Assignment:
Below is a listing from which only part is wanted; return exactly the lines from the one with "locate the basketball in the photo above." up to and including the one with "locate the white shorts in the photo above.".

**********

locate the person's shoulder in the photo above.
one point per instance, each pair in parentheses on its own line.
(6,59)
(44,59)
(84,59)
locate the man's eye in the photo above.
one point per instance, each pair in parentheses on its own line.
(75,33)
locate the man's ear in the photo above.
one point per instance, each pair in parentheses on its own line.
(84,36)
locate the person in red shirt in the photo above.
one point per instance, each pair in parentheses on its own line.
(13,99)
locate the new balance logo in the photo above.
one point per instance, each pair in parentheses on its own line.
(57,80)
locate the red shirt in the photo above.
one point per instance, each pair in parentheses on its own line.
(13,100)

**********

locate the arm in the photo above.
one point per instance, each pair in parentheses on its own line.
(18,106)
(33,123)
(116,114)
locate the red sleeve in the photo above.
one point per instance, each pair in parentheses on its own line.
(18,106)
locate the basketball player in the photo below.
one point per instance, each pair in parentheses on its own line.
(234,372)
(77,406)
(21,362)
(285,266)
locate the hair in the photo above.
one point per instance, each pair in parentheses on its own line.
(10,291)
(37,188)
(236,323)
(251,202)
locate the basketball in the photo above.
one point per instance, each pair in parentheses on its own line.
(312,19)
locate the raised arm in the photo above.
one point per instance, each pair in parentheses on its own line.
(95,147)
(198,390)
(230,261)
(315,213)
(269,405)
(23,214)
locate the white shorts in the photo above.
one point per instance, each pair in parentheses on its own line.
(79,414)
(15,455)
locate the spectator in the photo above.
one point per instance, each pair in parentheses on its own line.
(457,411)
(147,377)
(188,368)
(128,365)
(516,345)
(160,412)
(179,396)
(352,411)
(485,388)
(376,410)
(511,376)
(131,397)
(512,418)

**********

Response to the task:
locate the basketball in the photo above.
one point per instance, each pair in parentheses on its own line.
(312,19)
locate the raised arm in the photo above.
one point per instance, each pair in parentheses on its own line.
(95,147)
(198,390)
(230,261)
(315,213)
(269,405)
(23,214)
locate the white shorts in the photo above.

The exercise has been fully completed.